### THE INPUT
..........
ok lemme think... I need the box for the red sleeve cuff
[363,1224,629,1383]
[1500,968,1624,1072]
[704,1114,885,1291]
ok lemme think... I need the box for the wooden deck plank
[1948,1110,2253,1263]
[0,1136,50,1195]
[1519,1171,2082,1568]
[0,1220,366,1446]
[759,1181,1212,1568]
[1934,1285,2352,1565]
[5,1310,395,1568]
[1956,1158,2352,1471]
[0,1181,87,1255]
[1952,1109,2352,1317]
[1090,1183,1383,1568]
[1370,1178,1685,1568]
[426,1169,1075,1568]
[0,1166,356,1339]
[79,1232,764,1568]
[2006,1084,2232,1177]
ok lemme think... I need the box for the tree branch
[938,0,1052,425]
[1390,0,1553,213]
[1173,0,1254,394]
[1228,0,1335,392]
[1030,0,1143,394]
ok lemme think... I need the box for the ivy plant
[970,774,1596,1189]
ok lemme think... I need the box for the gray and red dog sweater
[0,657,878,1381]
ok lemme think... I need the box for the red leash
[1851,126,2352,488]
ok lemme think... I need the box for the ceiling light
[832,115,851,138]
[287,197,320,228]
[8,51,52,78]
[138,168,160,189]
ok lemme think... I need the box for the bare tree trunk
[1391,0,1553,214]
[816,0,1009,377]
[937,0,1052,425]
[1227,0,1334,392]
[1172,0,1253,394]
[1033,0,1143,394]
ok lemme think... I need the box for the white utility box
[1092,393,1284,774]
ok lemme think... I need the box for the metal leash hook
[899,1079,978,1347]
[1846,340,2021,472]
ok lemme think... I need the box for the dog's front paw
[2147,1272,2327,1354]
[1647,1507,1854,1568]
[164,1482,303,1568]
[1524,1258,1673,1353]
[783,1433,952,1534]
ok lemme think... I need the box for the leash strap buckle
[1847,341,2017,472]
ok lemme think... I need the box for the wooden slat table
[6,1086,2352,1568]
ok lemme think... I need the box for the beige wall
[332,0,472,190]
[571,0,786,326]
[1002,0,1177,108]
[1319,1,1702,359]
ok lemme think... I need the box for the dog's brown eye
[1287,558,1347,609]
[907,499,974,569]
..........
### WHAT THE EXERCISE ASKS
Exactly as they appear above, copy out all the records.

### SOLVED EXERCISE
ok lemme think... I need the box for the red sleeve cuff
[363,1224,629,1383]
[1500,968,1624,1072]
[704,1114,885,1291]
ok lemme think... I need the box for the wooden deck plank
[1948,1110,2253,1263]
[0,1136,50,1195]
[1519,1171,2082,1568]
[0,1220,366,1446]
[759,1181,1212,1568]
[1934,1285,2352,1565]
[5,1310,395,1568]
[1956,1158,2352,1471]
[0,1181,87,1255]
[1952,1109,2352,1317]
[1090,1183,1383,1568]
[1370,1178,1685,1568]
[426,1169,1075,1568]
[0,1166,356,1339]
[79,1232,764,1568]
[2006,1084,2232,1177]
ok lemme think... I need the box for the tree branch
[938,0,1052,425]
[1390,0,1553,213]
[1173,0,1254,394]
[1228,0,1335,392]
[1030,0,1143,394]
ok lemme think... I need the box for the ivy plant
[970,774,1596,1189]
ok lemme think... I need the box for the gray and red dog sweater
[0,657,878,1381]
ok lemme think... I need the box for the red leash
[1851,126,2352,488]
ok lemme think... I need the box for the ceiling light
[832,115,851,138]
[287,197,320,228]
[8,51,52,78]
[138,168,160,189]
ok lemme think... I need the box for the bare tree trunk
[1391,0,1553,214]
[816,0,1009,377]
[937,0,1052,425]
[1227,0,1334,392]
[1172,0,1253,394]
[1033,0,1143,394]
ok lemme think... I need the box for the white utility box
[1092,393,1284,774]
ok lemme think... I need the box for the metal leash hook
[899,1079,978,1347]
[1846,340,2021,472]
ok lemme think... I need the box for the dog's front paw
[2147,1272,2327,1354]
[1647,1507,1854,1568]
[164,1482,303,1568]
[1524,1258,1673,1353]
[783,1433,952,1534]
ok lemme think... I need the box for the leash strap buckle
[1847,341,2017,472]
ok lemme think... I need the box for the wooden slat table
[6,1086,2352,1568]
ok lemme think... I need the box for the beige wall
[332,0,472,190]
[571,0,786,326]
[1002,0,1177,108]
[1319,1,1702,359]
ok lemme think... I need the box for the dog's brown eye
[1287,558,1347,609]
[907,499,974,569]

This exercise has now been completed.